[Point-per-instance localization data]
+++

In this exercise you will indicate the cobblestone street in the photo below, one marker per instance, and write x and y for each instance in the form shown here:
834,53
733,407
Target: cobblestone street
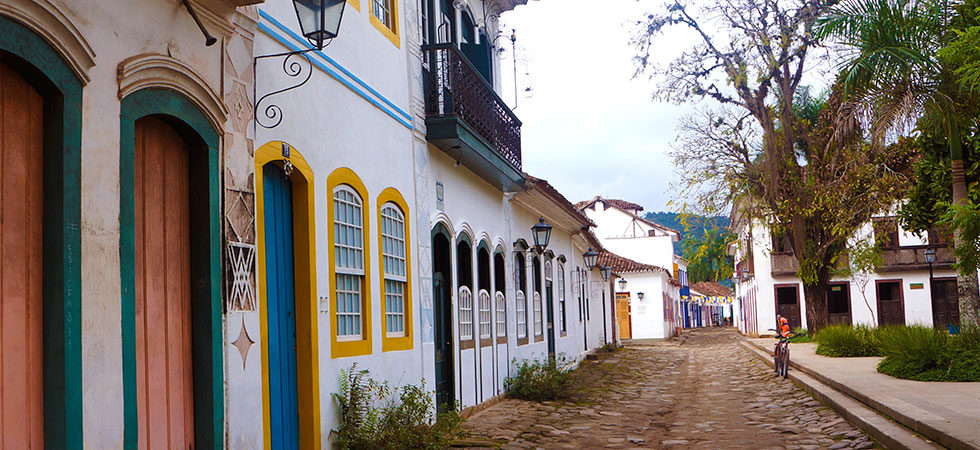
699,391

+++

**Your objective**. What is needed is an exact copy of the records above, with no pictures in it.

**Answer to the exercise**.
In this exercise you will indicate the cobblestone street in the photo below, one marker per instance, and write x and y for each instance in the form shown here:
834,53
733,407
Target: cobblestone street
699,391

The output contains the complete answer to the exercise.